## Text section
-- START --

Macrobiotics, noun, (used with a singular verb)

1. a way of life that guides one's choices in nutrition, activity, and lifestyle.

2. a system of principles and practices of harmony to benefit the body, mind, and planet.

macrobiotic, adj., such as macrobiotic philosophy or macrobiotic diet.

Origin: from Ancient Greek: Macro (large or long) and Bios (life or way of living).

Definition agreed upon by the International Macrobiotic Conference 2017 in Berlin, with 45 macrobiotic teachers, along with GOMF, SHI, Macrobiotic Association, IMP, IME, Chi Energy, IMS, and other schools, institutes, and organizations.



Japanese peace activist George Ohsawa started macrobiotics as a philosophy supported by an awareness of foods. The foods focussed on a range of natural, whole foods, essential straight from nature. His book Zen Macrobiotics was published in English in 1960.

The macrobiotic philosophy is made up of a range of ideas that have come from Taoism, Zen Buddhism, Wabi Sabi and European Philosophers. It's philosophy includes:

When we become attached to a belief do we potentially limit our thinking? As we find it difficult to have contradictory beliefs, does one belief rule out almost an infinite number of other possibilities, if our universe is infinite? To be open to new possibilities, can it help to play with ideas and try them out, without feeling we need to be stuck with them? Can we study subjects like yin and yang in depth and develop our understanding of how we relate to the world we inhabit and keep that process of discovery alive by avoiding fixed beliefs?

Questions encourage us to explore, and out of this we make our own discoveries, gain insights and experience revelations. When we think we have the answer does the process of exploration stop? If we want to keep exploring ourselves and the world we inhabit, it is the questions that will help us most? Will the alleged answers get in the way?

As children we often had so many questions. With our education and age we think we have answers. We move from exploration and discovery to application. Do answers define how we live and if we become attached to those answers, does the way we live becomes limited? How much time do we spend defending our chosen answers and trying to persuade others that our answers are better than theirs? Can curiosity help us back into a freer life with potentially greater opportunity for change and self-evolution?

It is easy to go though life on autopilot. Do we sometimes operate on automatic, day dreaming through life, whilst real life passes us by? The more we are used to an event the easier it is to disconnect from it. When we are doing something for the first time is it easier to be more engaged? If every time we listened to our favourite music, ate our favourite meal or saw someone who is close to us, we were able to do so as though it was for the first time, how much easier would it be to fully engage? With our beginners mind is it easier to be curious, question and think for ourselves?

-- END --

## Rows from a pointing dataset
-- START --

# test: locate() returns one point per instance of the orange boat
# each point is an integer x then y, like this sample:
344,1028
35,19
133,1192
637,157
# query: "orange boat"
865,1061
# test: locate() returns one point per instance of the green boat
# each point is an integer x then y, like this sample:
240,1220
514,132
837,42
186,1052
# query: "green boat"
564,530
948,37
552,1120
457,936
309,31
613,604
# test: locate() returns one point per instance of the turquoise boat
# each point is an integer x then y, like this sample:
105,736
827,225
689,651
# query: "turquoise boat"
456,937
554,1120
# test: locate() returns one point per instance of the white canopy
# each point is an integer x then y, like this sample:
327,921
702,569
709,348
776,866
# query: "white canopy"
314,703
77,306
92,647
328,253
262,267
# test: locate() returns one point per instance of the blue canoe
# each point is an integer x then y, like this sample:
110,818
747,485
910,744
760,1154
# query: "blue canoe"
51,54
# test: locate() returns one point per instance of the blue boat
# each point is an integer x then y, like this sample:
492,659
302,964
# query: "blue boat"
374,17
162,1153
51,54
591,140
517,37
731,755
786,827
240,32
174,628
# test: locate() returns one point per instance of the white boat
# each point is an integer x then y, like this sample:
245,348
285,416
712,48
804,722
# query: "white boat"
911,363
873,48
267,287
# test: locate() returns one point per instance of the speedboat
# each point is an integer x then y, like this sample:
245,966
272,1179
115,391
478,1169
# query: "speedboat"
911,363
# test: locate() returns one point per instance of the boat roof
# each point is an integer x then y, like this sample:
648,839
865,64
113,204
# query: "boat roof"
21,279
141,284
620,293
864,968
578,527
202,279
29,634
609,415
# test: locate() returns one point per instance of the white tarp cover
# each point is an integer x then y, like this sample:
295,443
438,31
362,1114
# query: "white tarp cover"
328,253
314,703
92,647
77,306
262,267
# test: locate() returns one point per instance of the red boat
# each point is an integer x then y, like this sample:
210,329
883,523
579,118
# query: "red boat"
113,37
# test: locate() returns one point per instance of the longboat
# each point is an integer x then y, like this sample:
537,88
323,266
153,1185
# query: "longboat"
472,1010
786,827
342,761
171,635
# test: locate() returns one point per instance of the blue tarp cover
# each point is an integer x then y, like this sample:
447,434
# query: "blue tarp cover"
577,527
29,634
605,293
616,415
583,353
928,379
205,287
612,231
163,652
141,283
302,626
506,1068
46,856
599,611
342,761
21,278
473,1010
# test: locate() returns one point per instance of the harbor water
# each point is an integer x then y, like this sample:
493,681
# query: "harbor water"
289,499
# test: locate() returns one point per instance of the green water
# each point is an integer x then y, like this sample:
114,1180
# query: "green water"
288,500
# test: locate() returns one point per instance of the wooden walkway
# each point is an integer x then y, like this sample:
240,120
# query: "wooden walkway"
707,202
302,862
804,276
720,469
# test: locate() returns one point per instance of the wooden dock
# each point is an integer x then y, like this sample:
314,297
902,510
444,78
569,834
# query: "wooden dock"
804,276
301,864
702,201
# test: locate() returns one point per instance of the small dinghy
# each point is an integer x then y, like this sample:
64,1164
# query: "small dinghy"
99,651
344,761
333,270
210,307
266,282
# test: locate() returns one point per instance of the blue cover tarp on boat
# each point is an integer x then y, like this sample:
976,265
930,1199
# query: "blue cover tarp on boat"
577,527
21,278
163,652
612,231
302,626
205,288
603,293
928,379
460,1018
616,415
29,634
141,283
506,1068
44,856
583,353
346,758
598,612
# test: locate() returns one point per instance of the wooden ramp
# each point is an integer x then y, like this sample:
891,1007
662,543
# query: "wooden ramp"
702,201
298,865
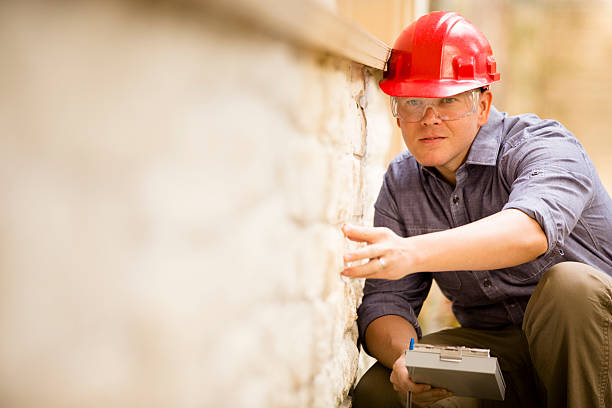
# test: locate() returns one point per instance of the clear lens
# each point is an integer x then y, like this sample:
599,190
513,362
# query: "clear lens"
448,108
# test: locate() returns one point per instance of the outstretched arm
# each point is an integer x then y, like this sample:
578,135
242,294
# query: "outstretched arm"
507,238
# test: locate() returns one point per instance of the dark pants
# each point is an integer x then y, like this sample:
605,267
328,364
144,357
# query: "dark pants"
560,357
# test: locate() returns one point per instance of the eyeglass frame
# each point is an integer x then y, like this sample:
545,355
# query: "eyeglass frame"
475,98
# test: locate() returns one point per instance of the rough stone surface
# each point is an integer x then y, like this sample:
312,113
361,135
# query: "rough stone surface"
174,184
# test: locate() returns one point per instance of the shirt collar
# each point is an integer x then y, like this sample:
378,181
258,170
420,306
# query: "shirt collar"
485,148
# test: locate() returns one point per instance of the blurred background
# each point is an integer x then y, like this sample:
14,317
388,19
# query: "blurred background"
175,174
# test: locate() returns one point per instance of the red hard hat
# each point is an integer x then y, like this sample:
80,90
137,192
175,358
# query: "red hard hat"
441,54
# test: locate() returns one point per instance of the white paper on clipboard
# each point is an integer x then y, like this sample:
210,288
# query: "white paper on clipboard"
465,372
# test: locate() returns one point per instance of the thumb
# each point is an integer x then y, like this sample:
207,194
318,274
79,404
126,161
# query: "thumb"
362,234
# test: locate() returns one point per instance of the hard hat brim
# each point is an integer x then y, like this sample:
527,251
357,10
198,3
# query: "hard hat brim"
429,88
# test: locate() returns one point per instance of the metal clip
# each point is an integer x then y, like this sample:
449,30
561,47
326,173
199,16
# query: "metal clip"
452,354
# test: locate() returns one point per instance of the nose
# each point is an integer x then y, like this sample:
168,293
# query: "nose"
430,117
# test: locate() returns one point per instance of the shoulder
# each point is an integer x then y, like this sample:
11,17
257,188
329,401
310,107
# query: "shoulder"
521,129
402,170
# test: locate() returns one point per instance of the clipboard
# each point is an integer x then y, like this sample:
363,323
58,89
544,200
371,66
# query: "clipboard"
466,372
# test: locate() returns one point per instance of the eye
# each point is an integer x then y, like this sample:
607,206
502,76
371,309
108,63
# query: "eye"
412,102
450,99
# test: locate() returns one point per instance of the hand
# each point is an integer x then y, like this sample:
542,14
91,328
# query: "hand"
422,394
391,256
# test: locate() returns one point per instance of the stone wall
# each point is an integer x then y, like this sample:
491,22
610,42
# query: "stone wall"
174,183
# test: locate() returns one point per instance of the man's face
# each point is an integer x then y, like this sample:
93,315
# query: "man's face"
444,144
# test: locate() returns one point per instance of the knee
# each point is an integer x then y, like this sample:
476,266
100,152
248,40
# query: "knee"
571,281
571,289
375,390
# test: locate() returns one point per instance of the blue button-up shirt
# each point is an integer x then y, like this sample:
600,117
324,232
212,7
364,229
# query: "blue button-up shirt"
522,162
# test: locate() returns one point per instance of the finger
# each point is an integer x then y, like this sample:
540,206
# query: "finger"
362,234
370,251
427,398
368,270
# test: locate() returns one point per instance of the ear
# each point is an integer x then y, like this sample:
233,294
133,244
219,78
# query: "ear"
484,107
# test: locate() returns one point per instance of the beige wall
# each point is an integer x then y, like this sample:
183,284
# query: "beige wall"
174,185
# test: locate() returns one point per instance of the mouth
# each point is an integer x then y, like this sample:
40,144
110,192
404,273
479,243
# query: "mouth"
431,139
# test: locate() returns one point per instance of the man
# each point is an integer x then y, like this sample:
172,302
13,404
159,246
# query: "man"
507,214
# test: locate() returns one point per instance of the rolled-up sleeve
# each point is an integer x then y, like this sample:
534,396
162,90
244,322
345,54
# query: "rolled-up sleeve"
403,297
551,179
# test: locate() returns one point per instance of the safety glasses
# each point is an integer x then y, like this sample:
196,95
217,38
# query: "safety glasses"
449,108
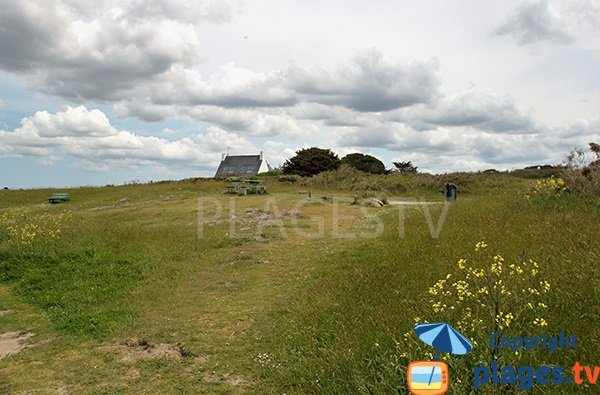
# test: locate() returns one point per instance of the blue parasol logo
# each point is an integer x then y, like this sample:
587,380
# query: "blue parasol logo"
443,338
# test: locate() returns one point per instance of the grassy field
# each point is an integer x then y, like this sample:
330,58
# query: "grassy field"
138,294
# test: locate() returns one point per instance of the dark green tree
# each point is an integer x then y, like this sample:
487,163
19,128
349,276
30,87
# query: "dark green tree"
366,163
405,167
310,161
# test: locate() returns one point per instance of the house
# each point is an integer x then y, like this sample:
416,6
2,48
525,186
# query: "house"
242,165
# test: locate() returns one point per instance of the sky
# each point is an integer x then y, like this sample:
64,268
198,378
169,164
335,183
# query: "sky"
106,92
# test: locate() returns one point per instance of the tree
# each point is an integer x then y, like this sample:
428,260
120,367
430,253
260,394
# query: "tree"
405,167
311,161
366,163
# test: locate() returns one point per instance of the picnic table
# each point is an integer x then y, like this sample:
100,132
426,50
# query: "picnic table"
59,198
245,187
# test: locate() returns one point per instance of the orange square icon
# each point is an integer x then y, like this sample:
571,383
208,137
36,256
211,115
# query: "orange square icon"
427,377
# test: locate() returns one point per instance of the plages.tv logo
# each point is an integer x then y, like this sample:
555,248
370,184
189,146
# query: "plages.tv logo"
432,377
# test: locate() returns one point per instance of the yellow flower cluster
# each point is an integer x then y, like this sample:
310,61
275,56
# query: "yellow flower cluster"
480,289
549,187
23,228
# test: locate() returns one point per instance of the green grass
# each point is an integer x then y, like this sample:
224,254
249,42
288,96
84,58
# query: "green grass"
282,315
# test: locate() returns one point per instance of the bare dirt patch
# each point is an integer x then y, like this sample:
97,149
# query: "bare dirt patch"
13,342
137,349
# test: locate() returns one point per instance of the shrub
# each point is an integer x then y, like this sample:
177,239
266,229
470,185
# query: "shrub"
311,161
366,163
582,171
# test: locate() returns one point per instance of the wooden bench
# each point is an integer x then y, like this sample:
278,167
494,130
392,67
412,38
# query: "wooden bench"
59,198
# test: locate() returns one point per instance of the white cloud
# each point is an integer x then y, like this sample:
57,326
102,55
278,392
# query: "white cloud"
87,135
481,109
553,21
370,82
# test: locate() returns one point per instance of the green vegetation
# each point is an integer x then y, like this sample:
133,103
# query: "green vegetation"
366,163
116,272
311,161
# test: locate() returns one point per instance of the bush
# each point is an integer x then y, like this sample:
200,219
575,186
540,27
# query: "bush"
582,171
311,161
366,163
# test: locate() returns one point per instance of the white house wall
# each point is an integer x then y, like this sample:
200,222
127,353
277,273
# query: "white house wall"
263,167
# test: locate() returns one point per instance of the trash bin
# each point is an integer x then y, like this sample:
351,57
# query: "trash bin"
451,192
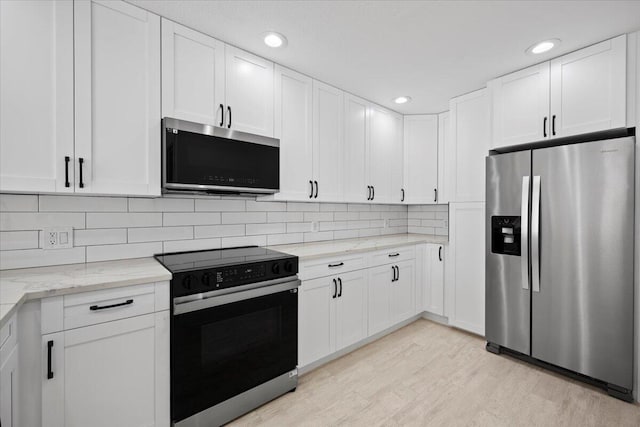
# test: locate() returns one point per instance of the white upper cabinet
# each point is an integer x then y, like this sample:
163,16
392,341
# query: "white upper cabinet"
421,158
293,126
588,89
441,195
328,116
192,75
468,147
385,155
584,91
520,104
36,106
117,99
249,92
356,134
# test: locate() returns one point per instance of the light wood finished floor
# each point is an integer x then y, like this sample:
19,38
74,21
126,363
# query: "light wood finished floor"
430,374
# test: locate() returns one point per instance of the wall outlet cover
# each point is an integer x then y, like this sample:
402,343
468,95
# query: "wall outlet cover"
56,238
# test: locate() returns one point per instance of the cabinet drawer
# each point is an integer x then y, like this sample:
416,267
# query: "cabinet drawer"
8,338
392,256
106,305
330,266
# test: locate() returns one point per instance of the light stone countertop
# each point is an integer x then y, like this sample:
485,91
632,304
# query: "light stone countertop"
18,286
313,250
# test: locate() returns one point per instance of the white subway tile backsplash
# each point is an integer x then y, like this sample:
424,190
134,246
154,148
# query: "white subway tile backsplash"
118,220
303,207
101,236
234,242
164,204
129,250
221,205
12,240
191,245
155,234
191,218
82,204
40,257
253,206
244,217
318,216
272,228
108,228
285,216
18,203
284,239
207,231
10,221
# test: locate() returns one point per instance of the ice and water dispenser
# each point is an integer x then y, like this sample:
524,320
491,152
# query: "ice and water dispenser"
505,235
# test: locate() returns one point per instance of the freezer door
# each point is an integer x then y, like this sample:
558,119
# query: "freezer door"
508,305
582,300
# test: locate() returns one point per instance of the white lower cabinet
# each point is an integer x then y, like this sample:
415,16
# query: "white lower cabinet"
465,274
9,374
332,314
109,373
391,295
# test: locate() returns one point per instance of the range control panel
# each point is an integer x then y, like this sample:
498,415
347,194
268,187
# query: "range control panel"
210,279
505,235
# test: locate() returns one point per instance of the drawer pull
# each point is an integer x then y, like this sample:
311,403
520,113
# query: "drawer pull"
97,307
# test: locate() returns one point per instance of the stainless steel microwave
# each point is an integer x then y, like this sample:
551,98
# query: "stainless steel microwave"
204,158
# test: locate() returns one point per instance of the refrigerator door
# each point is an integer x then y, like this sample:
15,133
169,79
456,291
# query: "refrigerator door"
582,304
507,314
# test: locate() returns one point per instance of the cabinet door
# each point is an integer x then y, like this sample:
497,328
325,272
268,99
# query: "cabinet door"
356,111
117,99
36,106
465,275
328,116
379,298
520,104
9,390
444,142
434,283
351,309
192,75
588,89
385,154
316,319
249,92
293,126
105,375
420,158
469,146
403,291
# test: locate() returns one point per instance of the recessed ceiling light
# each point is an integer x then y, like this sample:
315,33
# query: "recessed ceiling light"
402,99
273,39
543,46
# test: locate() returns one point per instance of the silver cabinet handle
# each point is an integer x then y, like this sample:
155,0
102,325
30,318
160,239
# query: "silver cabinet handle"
535,235
524,233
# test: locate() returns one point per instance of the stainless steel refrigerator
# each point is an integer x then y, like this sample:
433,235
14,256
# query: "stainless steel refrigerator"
559,258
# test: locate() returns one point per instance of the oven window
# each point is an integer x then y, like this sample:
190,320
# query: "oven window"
222,351
192,158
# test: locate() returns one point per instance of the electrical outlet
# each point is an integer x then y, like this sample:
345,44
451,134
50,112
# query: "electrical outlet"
57,238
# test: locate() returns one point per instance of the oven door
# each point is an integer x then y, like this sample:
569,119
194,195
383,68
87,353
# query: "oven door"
221,351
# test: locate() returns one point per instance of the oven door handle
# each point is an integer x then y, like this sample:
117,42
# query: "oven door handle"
202,302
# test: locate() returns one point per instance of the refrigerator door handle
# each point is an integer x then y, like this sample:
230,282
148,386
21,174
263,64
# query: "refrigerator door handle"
535,235
524,233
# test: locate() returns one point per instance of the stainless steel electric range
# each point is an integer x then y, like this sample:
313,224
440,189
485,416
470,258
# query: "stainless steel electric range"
234,332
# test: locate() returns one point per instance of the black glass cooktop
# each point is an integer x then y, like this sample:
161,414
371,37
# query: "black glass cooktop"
198,260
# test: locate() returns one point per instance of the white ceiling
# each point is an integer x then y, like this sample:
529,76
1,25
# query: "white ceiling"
429,50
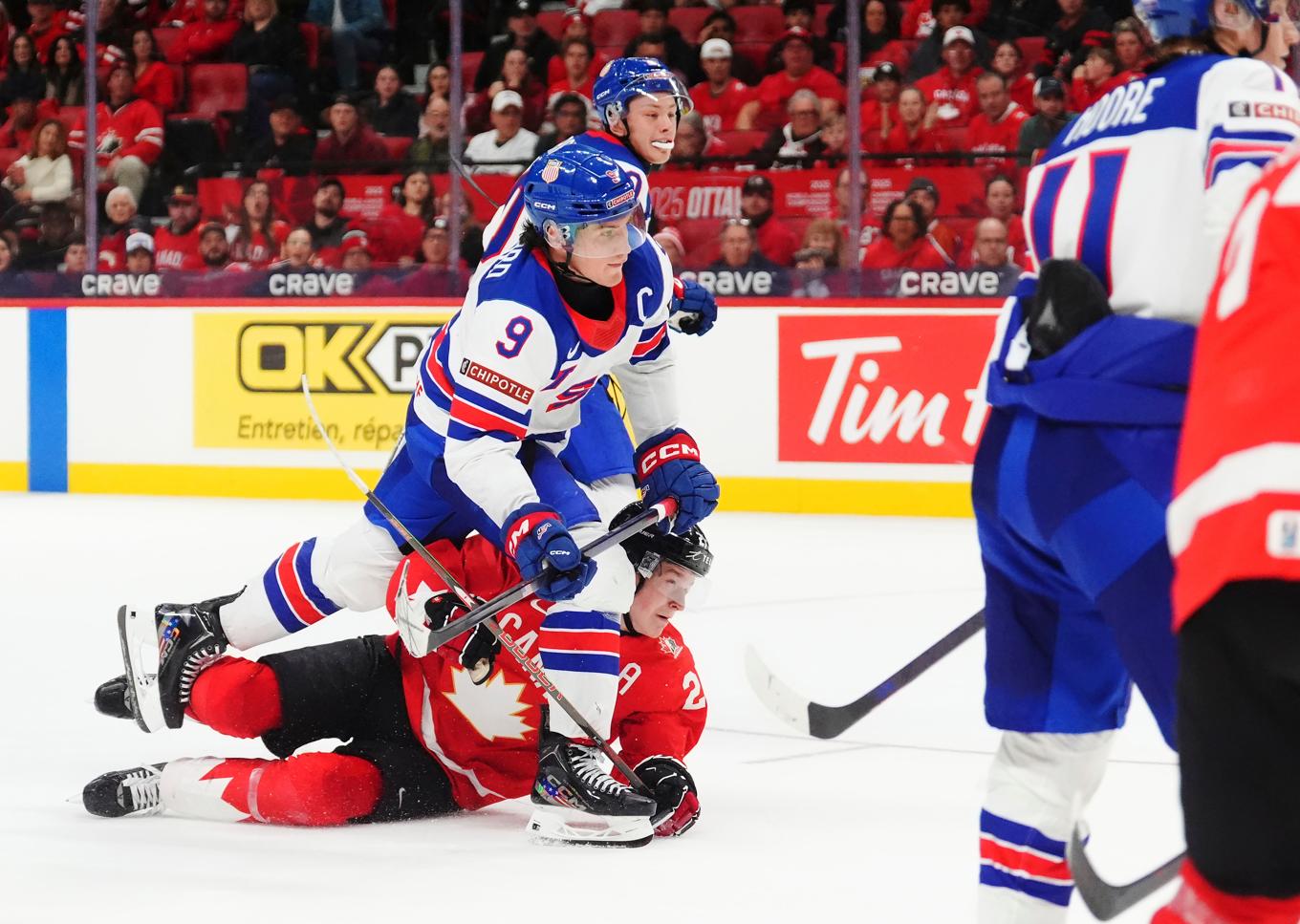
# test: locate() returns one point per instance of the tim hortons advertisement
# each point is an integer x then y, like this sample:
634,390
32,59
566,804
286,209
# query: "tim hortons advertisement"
881,387
360,367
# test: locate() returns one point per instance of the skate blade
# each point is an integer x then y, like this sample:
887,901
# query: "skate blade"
140,639
552,824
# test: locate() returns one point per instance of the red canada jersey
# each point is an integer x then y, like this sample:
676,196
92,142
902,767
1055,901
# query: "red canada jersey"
954,94
132,130
485,737
1000,137
719,112
1237,489
177,251
775,90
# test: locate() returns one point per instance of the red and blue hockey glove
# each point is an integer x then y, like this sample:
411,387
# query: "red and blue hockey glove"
675,796
693,309
536,538
668,466
479,656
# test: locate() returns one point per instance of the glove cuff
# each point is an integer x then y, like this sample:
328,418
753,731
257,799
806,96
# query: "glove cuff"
523,522
668,446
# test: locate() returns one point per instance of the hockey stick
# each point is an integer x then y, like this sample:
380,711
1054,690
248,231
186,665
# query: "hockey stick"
1107,901
485,612
829,721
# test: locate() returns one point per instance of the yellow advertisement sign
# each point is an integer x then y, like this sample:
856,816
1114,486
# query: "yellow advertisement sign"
361,368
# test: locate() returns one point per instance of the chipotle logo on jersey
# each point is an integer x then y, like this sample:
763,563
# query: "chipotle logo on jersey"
881,389
495,381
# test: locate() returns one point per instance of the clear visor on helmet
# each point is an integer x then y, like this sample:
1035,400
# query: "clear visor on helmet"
610,238
660,85
679,584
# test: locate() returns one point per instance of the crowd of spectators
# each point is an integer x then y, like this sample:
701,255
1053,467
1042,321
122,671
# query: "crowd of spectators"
324,89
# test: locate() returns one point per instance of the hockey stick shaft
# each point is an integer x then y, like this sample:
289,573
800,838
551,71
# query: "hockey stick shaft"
1107,901
516,652
829,721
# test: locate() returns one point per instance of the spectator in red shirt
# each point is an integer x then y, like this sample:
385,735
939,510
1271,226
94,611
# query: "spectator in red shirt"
879,114
513,75
722,25
797,73
65,76
129,134
797,141
397,234
577,25
743,268
653,20
123,220
256,235
694,147
16,133
997,126
1096,76
154,79
176,245
1009,62
350,147
993,255
576,58
913,133
950,90
776,242
1000,202
719,97
948,14
47,25
1133,47
206,38
801,14
926,195
903,245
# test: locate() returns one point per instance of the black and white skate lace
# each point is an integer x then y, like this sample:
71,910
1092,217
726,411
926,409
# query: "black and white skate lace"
195,663
141,791
587,767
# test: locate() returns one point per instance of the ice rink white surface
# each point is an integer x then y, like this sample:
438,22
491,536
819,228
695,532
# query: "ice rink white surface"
878,826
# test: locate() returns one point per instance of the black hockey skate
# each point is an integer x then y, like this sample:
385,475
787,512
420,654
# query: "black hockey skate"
164,653
114,698
122,793
578,802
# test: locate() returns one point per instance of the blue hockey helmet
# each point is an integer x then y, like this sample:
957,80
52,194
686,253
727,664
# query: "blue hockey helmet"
625,78
1172,18
570,187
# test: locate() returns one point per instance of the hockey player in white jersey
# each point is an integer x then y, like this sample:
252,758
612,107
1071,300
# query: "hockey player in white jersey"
1125,217
639,103
499,392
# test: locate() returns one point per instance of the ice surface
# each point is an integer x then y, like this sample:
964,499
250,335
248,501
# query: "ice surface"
878,826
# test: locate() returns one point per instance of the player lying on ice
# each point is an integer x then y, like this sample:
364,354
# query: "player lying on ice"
582,294
455,729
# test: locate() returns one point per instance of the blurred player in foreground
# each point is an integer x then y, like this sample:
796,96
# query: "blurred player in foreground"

-- END --

## Task to complete
Write out the macrobiotics text between "Origin: from Ancient" and "English in 1960.", inclusive, with no changes.

## Result of this task
Origin: from Ancient Greek: Macro (large or long) and Bios (life or way of living).

Definition agreed upon by the International Macrobiotic Conference 2017 in Berlin, with 45 macrobiotic teachers, along with GOMF, SHI, Macrobiotic Association, IMP, IME, Chi Energy, IMS, and other schools, institutes, and organizations.



Japanese peace activist George Ohsawa started macrobiotics as a philosophy supported by an awareness of foods. The foods focussed on a range of natural, whole foods, essential straight from nature. His book Zen Macrobiotics was published in English in 1960.